What is needed: Present the data below as a numbered list, with one item per line and any blank lines omitted.

********

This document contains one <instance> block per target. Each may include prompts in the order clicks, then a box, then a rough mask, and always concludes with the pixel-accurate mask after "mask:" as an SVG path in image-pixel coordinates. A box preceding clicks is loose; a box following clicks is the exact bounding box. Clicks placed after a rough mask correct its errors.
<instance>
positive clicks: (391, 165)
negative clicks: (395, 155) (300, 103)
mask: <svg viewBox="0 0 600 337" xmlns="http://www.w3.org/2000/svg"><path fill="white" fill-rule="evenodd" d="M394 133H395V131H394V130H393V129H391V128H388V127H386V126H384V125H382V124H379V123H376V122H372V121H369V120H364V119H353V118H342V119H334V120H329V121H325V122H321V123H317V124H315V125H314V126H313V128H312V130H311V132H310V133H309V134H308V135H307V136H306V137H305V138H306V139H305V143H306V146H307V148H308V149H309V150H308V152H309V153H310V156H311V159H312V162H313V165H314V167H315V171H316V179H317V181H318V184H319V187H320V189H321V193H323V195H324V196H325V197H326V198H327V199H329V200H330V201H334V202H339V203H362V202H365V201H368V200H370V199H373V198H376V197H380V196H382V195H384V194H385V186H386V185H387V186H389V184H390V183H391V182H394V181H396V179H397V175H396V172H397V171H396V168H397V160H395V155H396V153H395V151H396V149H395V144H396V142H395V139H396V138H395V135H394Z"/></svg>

********

Written response:
1. This document contains one <instance> block per target. Each may include prompts in the order clicks, then a box, then a rough mask, and always concludes with the pixel-accurate mask after "mask:" as an SVG path in image-pixel coordinates. A box preceding clicks is loose; a box following clicks is the exact bounding box. Clicks placed after a rough mask correct its errors.
2. <instance>
3. positive clicks: (391, 165)
4. negative clicks: (395, 155) (300, 103)
5. mask: <svg viewBox="0 0 600 337" xmlns="http://www.w3.org/2000/svg"><path fill="white" fill-rule="evenodd" d="M394 133H395V131H394V130H393V129H391V128H388V127H386V126H384V125H382V124H379V123H376V122H372V121H369V120H364V119H353V118H342V119H334V120H329V121H325V122H321V123H317V124H315V125H314V126H313V128H312V130H311V132H310V133H309V134H308V135H307V136H306V137H305V138H306V139H305V143H306V146H307V148H308V149H309V150H308V152H309V153H310V156H311V159H312V162H313V165H314V167H315V171H316V179H317V181H318V184H319V187H320V189H321V193H323V195H324V196H325V197H326V198H327V199H329V200H330V201H334V202H339V203H362V202H365V201H368V200H370V199H373V198H376V197H380V196H382V195H384V194H385V186H386V185H387V186H389V184H390V183H391V182H394V181H396V179H397V175H396V172H397V171H396V168H397V160H395V155H396V153H395V151H396V149H395V144H396V142H395V139H396V138H395V135H394Z"/></svg>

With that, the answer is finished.